Record set:
## Start

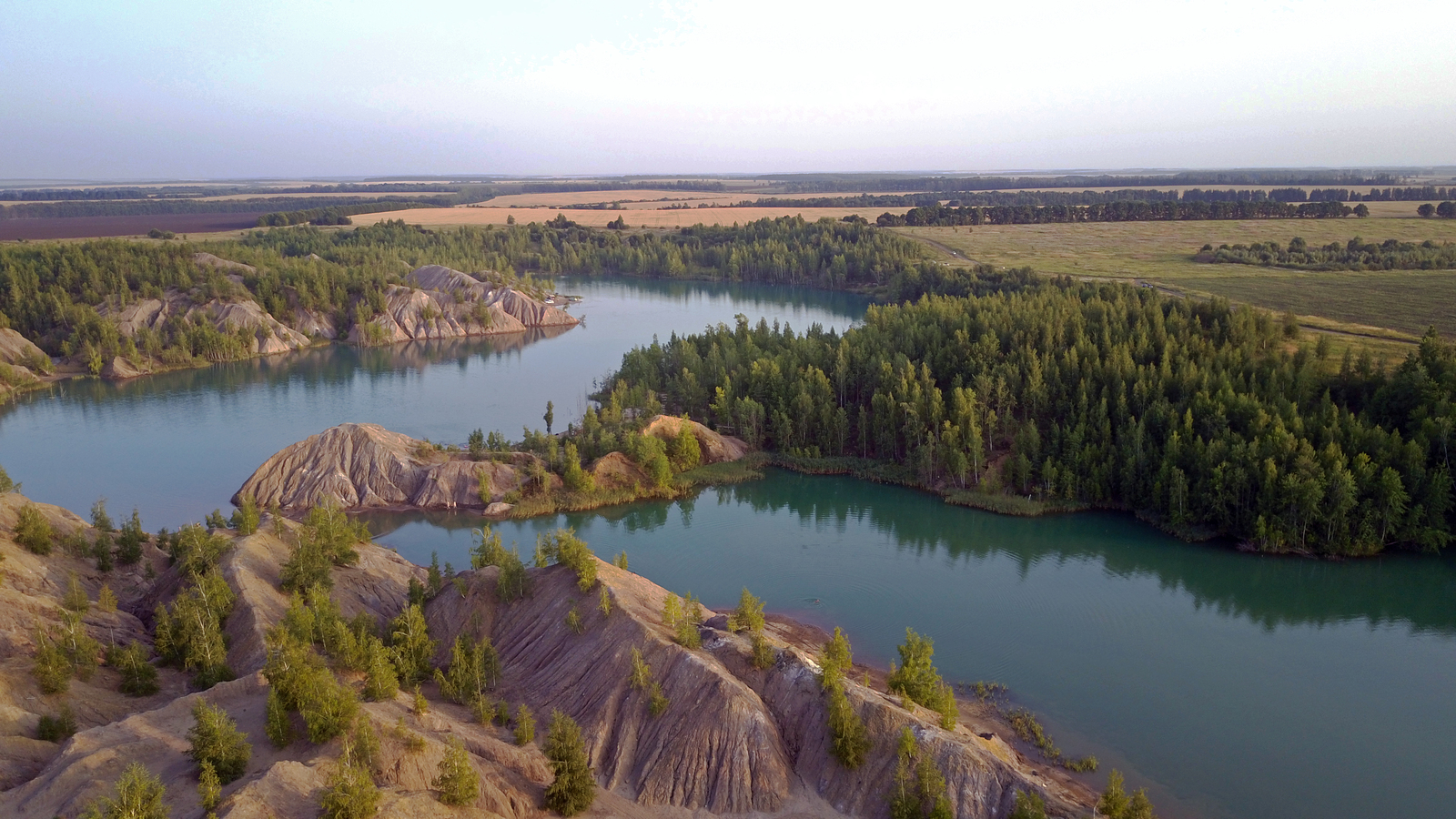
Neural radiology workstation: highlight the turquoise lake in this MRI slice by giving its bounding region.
[0,279,1456,819]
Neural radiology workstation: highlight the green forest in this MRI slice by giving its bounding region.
[597,274,1456,555]
[1194,236,1456,269]
[0,217,937,366]
[875,199,1369,228]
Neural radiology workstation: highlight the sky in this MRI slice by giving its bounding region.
[0,0,1456,179]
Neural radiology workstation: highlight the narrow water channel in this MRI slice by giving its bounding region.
[0,275,1456,819]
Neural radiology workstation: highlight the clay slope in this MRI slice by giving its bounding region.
[233,424,530,510]
[0,492,185,793]
[642,415,748,463]
[428,561,1087,817]
[96,290,310,356]
[349,265,578,344]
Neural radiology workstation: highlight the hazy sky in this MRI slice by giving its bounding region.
[0,0,1456,177]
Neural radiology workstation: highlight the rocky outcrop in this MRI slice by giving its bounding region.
[642,415,748,463]
[235,424,534,510]
[96,290,310,356]
[349,265,580,344]
[0,327,49,368]
[0,478,1092,819]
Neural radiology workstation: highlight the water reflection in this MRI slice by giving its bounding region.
[366,470,1456,634]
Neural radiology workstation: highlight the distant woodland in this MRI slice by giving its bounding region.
[0,214,1456,555]
[1194,236,1456,269]
[609,278,1456,555]
[875,199,1363,228]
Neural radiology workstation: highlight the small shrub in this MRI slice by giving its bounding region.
[318,761,380,819]
[1006,792,1046,819]
[92,497,116,532]
[83,763,170,819]
[15,502,56,555]
[228,495,262,535]
[61,571,90,613]
[515,703,536,744]
[106,642,160,696]
[197,763,223,814]
[390,605,435,685]
[430,736,480,806]
[264,686,293,749]
[544,711,597,816]
[116,509,147,565]
[35,705,76,742]
[753,634,777,671]
[31,632,71,693]
[187,698,253,784]
[728,589,764,634]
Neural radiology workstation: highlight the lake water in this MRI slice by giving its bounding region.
[0,275,1456,819]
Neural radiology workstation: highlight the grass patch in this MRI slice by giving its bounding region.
[510,451,769,519]
[895,217,1456,338]
[945,490,1092,518]
[679,451,769,487]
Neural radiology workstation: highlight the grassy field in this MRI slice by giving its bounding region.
[349,202,910,228]
[900,217,1456,339]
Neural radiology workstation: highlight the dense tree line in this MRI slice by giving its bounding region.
[0,182,492,203]
[875,201,1354,228]
[0,194,478,218]
[1194,236,1456,269]
[519,179,728,194]
[258,199,428,228]
[597,278,1456,555]
[1309,185,1456,203]
[762,169,1400,194]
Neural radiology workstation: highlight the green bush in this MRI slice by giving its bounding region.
[116,509,147,565]
[15,502,56,555]
[153,565,236,688]
[515,703,536,744]
[31,631,71,693]
[888,628,959,730]
[61,571,90,613]
[82,763,170,819]
[389,603,435,685]
[435,634,500,705]
[197,763,223,814]
[536,529,597,592]
[544,711,597,816]
[890,727,952,819]
[35,705,76,742]
[264,685,293,749]
[187,698,253,785]
[318,761,380,819]
[728,587,764,634]
[430,736,480,806]
[106,642,160,696]
[228,495,262,535]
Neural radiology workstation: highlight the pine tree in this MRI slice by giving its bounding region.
[502,703,536,744]
[546,711,597,816]
[430,737,480,806]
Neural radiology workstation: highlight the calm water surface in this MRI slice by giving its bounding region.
[0,275,1456,819]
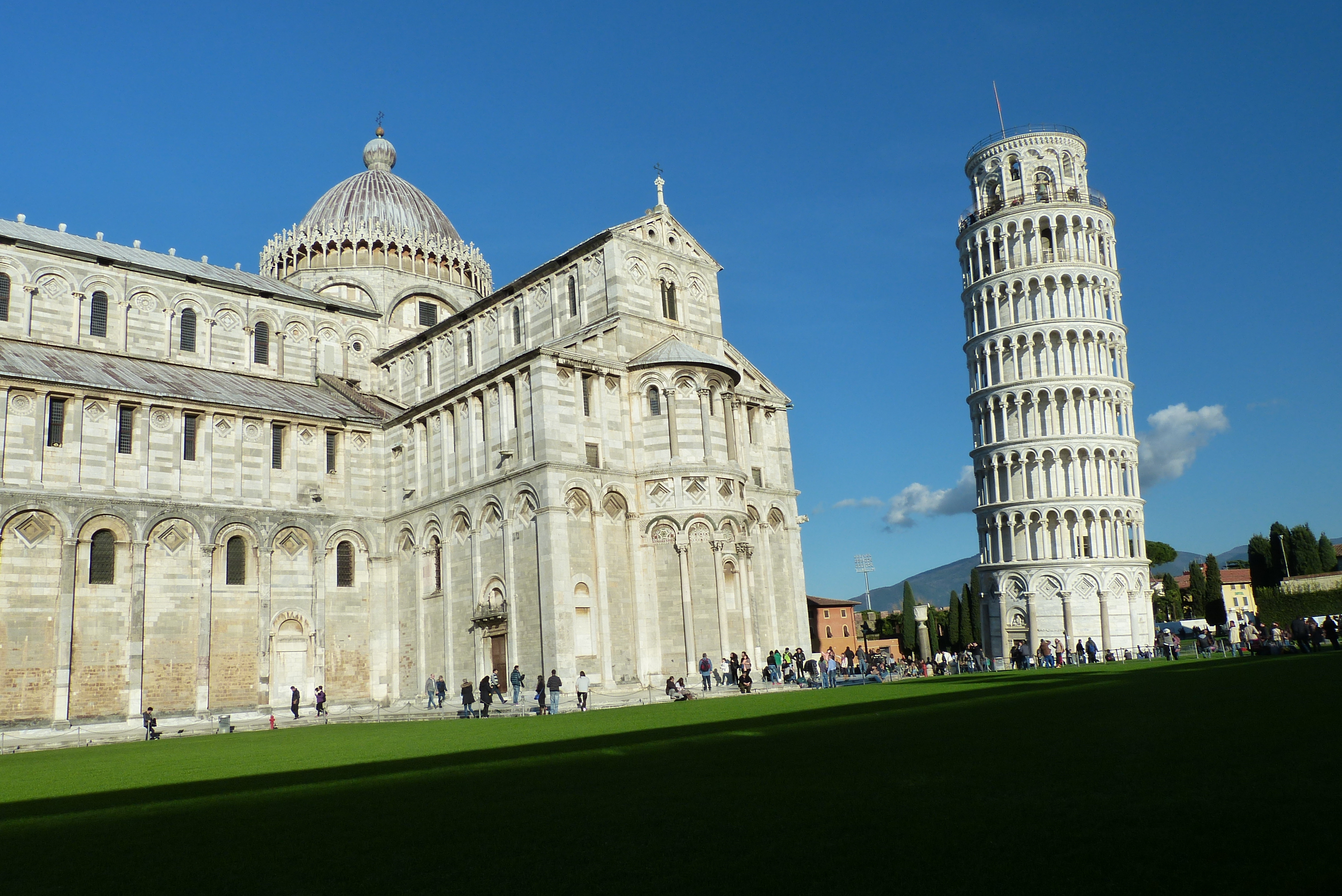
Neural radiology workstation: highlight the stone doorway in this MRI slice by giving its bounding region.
[490,634,513,696]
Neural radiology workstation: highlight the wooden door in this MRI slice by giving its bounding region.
[490,634,513,688]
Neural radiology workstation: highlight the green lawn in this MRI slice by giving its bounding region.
[0,653,1342,896]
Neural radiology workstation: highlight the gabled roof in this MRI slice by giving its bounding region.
[0,219,378,318]
[628,335,741,385]
[0,339,381,423]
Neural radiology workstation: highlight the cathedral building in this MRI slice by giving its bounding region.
[957,125,1153,657]
[0,129,809,726]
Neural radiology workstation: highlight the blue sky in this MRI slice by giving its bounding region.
[0,3,1342,597]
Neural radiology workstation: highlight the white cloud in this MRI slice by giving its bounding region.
[1137,401,1231,486]
[835,467,974,528]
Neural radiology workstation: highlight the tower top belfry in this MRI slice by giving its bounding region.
[956,125,1153,659]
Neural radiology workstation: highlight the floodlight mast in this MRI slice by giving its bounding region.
[852,554,875,613]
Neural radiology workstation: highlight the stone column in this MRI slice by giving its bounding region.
[675,533,698,675]
[51,538,79,728]
[699,389,713,464]
[737,542,754,653]
[914,604,931,660]
[663,382,680,460]
[1099,592,1111,651]
[196,545,219,718]
[126,541,149,720]
[1057,592,1074,663]
[709,541,731,665]
[1021,592,1039,656]
[997,589,1011,661]
[722,392,737,460]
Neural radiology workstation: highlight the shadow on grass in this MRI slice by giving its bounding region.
[0,659,1321,822]
[0,657,1342,896]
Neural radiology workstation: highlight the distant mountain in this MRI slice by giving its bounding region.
[854,545,1249,610]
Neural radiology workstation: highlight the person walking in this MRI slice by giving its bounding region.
[480,675,495,719]
[462,679,475,719]
[507,665,526,706]
[576,669,592,712]
[545,669,564,715]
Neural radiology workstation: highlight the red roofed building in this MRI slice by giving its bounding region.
[1174,563,1257,620]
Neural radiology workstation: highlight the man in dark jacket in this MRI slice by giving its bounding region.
[545,669,564,715]
[507,665,526,706]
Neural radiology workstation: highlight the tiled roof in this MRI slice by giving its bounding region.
[0,339,378,423]
[807,594,862,606]
[0,219,377,318]
[628,337,741,382]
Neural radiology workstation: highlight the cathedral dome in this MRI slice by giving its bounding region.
[299,127,462,243]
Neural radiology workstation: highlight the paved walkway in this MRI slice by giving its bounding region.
[0,681,891,752]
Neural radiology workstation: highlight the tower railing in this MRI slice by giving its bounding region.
[965,125,1082,158]
[960,186,1108,225]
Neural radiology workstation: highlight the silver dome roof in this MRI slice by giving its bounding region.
[299,127,463,243]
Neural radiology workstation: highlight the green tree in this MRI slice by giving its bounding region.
[1249,535,1282,587]
[1268,523,1295,582]
[946,589,961,651]
[1291,523,1323,575]
[1158,573,1184,622]
[900,582,918,653]
[1202,554,1225,625]
[1319,533,1338,573]
[965,570,984,644]
[1185,561,1206,618]
[1146,542,1178,566]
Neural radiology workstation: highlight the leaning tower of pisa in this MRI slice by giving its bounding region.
[956,125,1153,657]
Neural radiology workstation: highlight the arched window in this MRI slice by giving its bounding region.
[224,535,247,585]
[252,321,270,365]
[89,528,117,585]
[662,280,679,321]
[336,542,354,587]
[180,309,196,351]
[89,290,107,335]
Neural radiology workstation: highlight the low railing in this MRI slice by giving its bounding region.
[960,186,1108,232]
[965,125,1082,158]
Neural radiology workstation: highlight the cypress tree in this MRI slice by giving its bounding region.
[1188,561,1206,618]
[1291,523,1323,575]
[965,566,988,644]
[1249,535,1280,587]
[1319,533,1338,573]
[1202,554,1225,625]
[960,585,984,644]
[1268,523,1295,582]
[900,582,918,655]
[946,589,961,651]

## End

Reproduce the material above word for word, omitting the pictures.

Result below:
Neural radiology workstation: highlight the turquoise lake in this MRI slice by giving its bounding region.
[0,279,1456,819]
Neural radiology workstation: highlight the green forest in this MRI slice by giving its bounding region.
[597,274,1456,555]
[1194,236,1456,269]
[0,217,937,366]
[875,199,1369,228]
Neural radiology workstation: highlight the sky in this MRI slice by giving its bounding region.
[0,0,1456,179]
Neural radiology workstation: highlight the narrow water channel in this MRI slice by giving its bounding region.
[0,275,1456,819]
Neural radiology workstation: highlight the clay slope in this MRI slice by giving its bounding region.
[233,424,530,510]
[0,492,185,793]
[642,415,748,463]
[428,561,1087,817]
[96,290,310,356]
[349,265,578,344]
Neural radiology workstation: highlight the hazy sky in this MRI slice by giving its bounding region.
[0,0,1456,177]
Neural radiology workstation: highlight the rocky outcrop in this MRI slice by giving its bounding region.
[642,415,748,463]
[235,424,534,510]
[96,290,310,356]
[349,265,580,344]
[0,327,49,368]
[0,478,1092,819]
Neural radiology workstation: highlight the water reflection in this MRI slice by giving its bounding region.
[366,470,1456,634]
Neural radiology workstation: highlight the distant woodland in this MRI slice by giving its bounding region.
[0,214,1456,555]
[1194,236,1456,269]
[609,278,1456,555]
[875,199,1363,228]
Neural radiology workstation: highlight the small shrub in this MRI slice by giving its bounding region.
[318,761,380,819]
[1006,792,1046,819]
[92,497,116,532]
[83,763,170,819]
[15,502,56,555]
[228,495,262,535]
[61,571,90,613]
[515,703,536,744]
[106,642,160,696]
[197,763,223,814]
[390,605,435,685]
[430,736,480,806]
[264,686,293,749]
[544,711,597,816]
[116,509,147,565]
[35,705,76,742]
[753,634,777,671]
[31,632,71,693]
[187,698,253,784]
[728,589,764,634]
Neural radiology workstation: highlight the lake water in this MRI slice by giving its bounding region.
[0,275,1456,819]
Neural radiology workstation: highlight the grass patch in this MRI slice by giving its bounding region.
[510,451,769,519]
[895,217,1456,338]
[945,490,1092,518]
[679,451,769,487]
Neural radiology workstation: highlight the grassy field in this MRI slice by giving its bounding region.
[349,202,910,228]
[900,217,1456,339]
Neural radiology workstation: highlight the dense tree line in this MRI slice by giving its bounding region.
[0,182,492,203]
[875,201,1354,228]
[0,194,478,218]
[1194,236,1456,269]
[519,179,728,194]
[258,199,428,228]
[597,278,1456,555]
[1309,185,1456,203]
[762,169,1400,194]
Neural radiology workstation: highlight the green bush in this MRI slice by giving its bounding region.
[116,509,147,565]
[15,502,56,555]
[153,565,236,688]
[515,703,536,744]
[31,631,71,693]
[888,628,959,730]
[61,571,90,613]
[82,763,170,819]
[389,603,435,685]
[435,634,500,705]
[197,763,223,814]
[536,529,597,592]
[544,711,597,816]
[890,727,952,819]
[35,705,76,742]
[264,685,293,749]
[187,698,253,785]
[318,761,380,819]
[728,587,764,634]
[430,736,480,806]
[106,642,160,696]
[228,495,262,535]
Neural radiology workstation: highlight the pine tree in this MRI slice by giving its bounding region.
[502,703,536,744]
[546,711,597,816]
[430,737,480,806]
Neural radiology workstation: highlight the calm water surface in this MRI slice by giving its bounding region.
[0,275,1456,819]
Neural radiology workstation: highlight the stone doorway in this MRI slice by giving its bounding region.
[490,634,513,696]
Neural radiology workstation: highlight the wooden door in this MRI slice by giving its bounding region.
[490,634,513,688]
Neural radiology workstation: highlight the green lawn in this MRI slice by giving its bounding region.
[0,653,1342,896]
Neural radiology workstation: highlight the gabled roof in this MRI slice by giving its bounding region.
[0,219,378,318]
[628,335,741,385]
[0,339,381,423]
Neural radiology workstation: highlight the cathedral building in this MRI slice by giving its bounding region.
[957,125,1153,657]
[0,129,809,726]
Neural radiology workstation: highlight the blue sky in this MRI slice by giving its bounding region.
[0,3,1342,597]
Neural radiology workstation: highlight the white cloud in this MRI slice by giving its bounding region.
[1137,401,1231,486]
[835,467,974,528]
Neural radiology workstation: highlight the tower top belfry in this MRI slice by giving its bounding region.
[956,125,1153,659]
Neural radiology workstation: highlight the floodlight mast in this MRI slice by giving its bounding region.
[852,554,875,613]
Neural radiology workstation: highlight the stone column in this MRI slice by giving its bounding region.
[675,533,698,675]
[51,538,79,728]
[699,389,713,464]
[737,542,754,653]
[914,604,931,660]
[663,382,680,460]
[1099,592,1111,651]
[196,545,219,718]
[126,541,149,720]
[1057,592,1074,663]
[709,541,731,665]
[1021,592,1039,656]
[997,589,1011,661]
[722,392,737,460]
Neural radiology workstation: highlight the shadow on grass in this MRI slice by giving its bounding region.
[0,659,1321,822]
[0,657,1342,896]
Neural radiology workstation: highlight the distant mountain in this MRI slice by giving its bounding region.
[854,545,1249,610]
Neural radiology workstation: highlight the person walking in this MRI slice by giving its bounding region.
[480,675,495,719]
[462,679,475,719]
[507,665,526,706]
[576,669,592,712]
[545,669,564,715]
Neural radiology workstation: highlight the red roofed building in this MRI slice by giving its bounding region.
[1174,563,1257,620]
Neural radiology workstation: highlight the man in dark jacket in this MRI slice by giving its bounding region.
[545,669,564,715]
[507,665,526,706]
Neural radiology workstation: highlight the tiled roof in this MRI slice by giving its bounding region.
[0,339,378,423]
[807,594,862,606]
[0,219,377,318]
[628,337,741,382]
Neural radiology workstation: highlight the cathedral dome in this MRI slice by giving its bounding region.
[299,127,462,243]
Neural radiology workstation: highlight the paved walkway in this MRI slice by giving its bounding region.
[0,681,891,752]
Neural radiology workstation: highlight the tower railing in this MRI slice by giving its bounding region.
[965,125,1082,158]
[960,186,1108,225]
Neural radiology workstation: highlight the silver dome roof in this MRI slice by giving its bounding region.
[299,127,463,243]
Neural radiology workstation: highlight the green tree in this MRI slice by giving its bounding region.
[1249,535,1282,587]
[1268,523,1295,582]
[946,589,961,651]
[1291,523,1323,575]
[1158,573,1184,622]
[900,582,918,653]
[1202,554,1225,625]
[1319,533,1338,573]
[965,570,984,644]
[1185,561,1206,618]
[1146,542,1178,566]
Neural radiology workstation: highlight the leaning tower of pisa in this MRI slice by giving its bounding region.
[956,125,1153,657]
Neural radiology workstation: highlight the arched window in this MRI slice by giving its bounding region.
[224,535,247,585]
[252,321,270,365]
[89,528,117,585]
[662,280,679,321]
[336,542,354,587]
[180,309,196,351]
[89,290,107,335]
Neural radiology workstation: highlight the low railing in this MRI slice by giving its bounding region.
[960,186,1108,232]
[965,125,1082,158]
Neural radiology workstation: highlight the cypress tree in this MRI slice by giving its bounding region.
[1188,561,1206,618]
[1291,523,1323,575]
[965,566,988,644]
[1249,535,1280,587]
[1319,533,1338,573]
[1202,554,1225,625]
[960,585,984,644]
[1268,523,1295,582]
[900,582,918,655]
[946,589,961,651]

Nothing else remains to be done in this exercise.